- _The exercise_
Retype the material in full, keeping every word the same.

- _Entries provided_

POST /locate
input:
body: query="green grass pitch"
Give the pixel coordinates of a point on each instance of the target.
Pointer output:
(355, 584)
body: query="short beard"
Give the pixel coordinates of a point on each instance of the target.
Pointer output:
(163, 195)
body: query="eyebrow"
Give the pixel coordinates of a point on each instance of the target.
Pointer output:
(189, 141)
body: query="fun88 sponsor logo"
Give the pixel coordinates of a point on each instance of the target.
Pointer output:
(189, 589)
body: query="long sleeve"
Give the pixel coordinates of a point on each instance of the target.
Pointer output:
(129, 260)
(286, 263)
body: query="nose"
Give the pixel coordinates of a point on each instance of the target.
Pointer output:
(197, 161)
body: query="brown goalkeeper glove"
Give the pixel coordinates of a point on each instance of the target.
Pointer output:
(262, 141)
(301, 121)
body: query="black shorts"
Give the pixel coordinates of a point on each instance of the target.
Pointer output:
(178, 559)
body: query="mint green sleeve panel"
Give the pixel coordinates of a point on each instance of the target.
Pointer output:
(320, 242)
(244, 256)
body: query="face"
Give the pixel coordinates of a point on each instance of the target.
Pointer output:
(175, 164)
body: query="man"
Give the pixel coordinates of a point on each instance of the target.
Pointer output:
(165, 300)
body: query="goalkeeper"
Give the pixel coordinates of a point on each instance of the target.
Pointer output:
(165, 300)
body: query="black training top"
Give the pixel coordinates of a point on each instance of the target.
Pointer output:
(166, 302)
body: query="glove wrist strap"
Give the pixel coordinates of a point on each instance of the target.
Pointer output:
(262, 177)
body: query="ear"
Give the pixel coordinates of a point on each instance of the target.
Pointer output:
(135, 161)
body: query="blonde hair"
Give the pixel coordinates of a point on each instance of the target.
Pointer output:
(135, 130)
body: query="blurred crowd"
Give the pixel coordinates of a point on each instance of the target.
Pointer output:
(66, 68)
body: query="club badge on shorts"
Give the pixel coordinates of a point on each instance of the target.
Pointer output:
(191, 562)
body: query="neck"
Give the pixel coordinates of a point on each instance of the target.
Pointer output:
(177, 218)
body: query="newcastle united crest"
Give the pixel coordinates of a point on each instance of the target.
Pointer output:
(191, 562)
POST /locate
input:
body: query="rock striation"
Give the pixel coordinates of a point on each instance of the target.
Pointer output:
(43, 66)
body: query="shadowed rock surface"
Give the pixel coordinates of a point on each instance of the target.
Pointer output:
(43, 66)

- _Complete answer_
POST /locate
input:
body: query="green grass pitch"
Give the pixel coordinates of a point on each instance of the target.
Pointer output:
(355, 584)
body: query="short beard"
Give the pixel coordinates of a point on each instance of the target.
Pointer output:
(163, 195)
body: query="eyebrow"
Give the pixel coordinates of a point on each instance of the target.
Pointer output:
(189, 141)
body: query="fun88 sponsor logo"
Give the pixel coordinates of a point on each instance of the target.
Pointer output:
(189, 589)
body: query="long sleeve"
Give the pixel coordinates of a point on each instance of the target.
Pointer output:
(129, 260)
(286, 263)
body: query="nose"
Give the pixel coordinates of a point on each instance of the target.
Pointer output:
(197, 161)
body: query="brown goalkeeper glove"
Give the pixel coordinates of a point on each instance of the target.
Pointer output:
(262, 141)
(301, 121)
body: query="black shorts"
Give the pixel coordinates of a point on each instance of the target.
Pointer output:
(178, 559)
body: query="mint green sleeve panel"
Give the pixel coordinates of a point on each instance of the target.
Pointer output:
(320, 242)
(244, 256)
body: query="face"
Give the pixel coordinates of a point on each instance of the target.
Pointer output:
(175, 164)
body: query="man"
Give the pixel coordinates of a point on each instance of the target.
Pointer output:
(165, 300)
body: query="goalkeeper"
Give the pixel coordinates of a point on each instance of the target.
Pointer output:
(165, 300)
body: query="black training top"
Give the pixel coordinates of a point on each instance of the target.
Pointer output:
(166, 302)
body: query="glove wrist strap"
Give the pixel coordinates of a point on each instance of the target.
Pointer output:
(262, 177)
body: query="ear"
Give the pixel coordinates of a point on each instance of the target.
Pointer output:
(135, 161)
body: query="blonde hair"
Give the pixel coordinates of a point on each instance of the target.
Pointer output:
(135, 130)
body: query="blurred crowd"
Give the pixel coordinates of a point on each instance of the target.
Pointer output:
(66, 68)
body: query="club badge on shorts"
Give the pixel coordinates of a point on each instance of the target.
Pointer output:
(191, 562)
body: query="neck"
Give the pixel coordinates of a point on each instance of the target.
Pointer output:
(177, 218)
body: query="newcastle united crest"
Give the pixel coordinates of a point on each instance of the target.
Pointer output:
(191, 562)
POST /locate
input:
body: query="rock striation"
Give the pixel coordinates of a point on each instance of the target.
Pointer output:
(43, 66)
body: query="shadowed rock surface"
Give the pixel coordinates of a point on each instance of the target.
Pointer output:
(43, 66)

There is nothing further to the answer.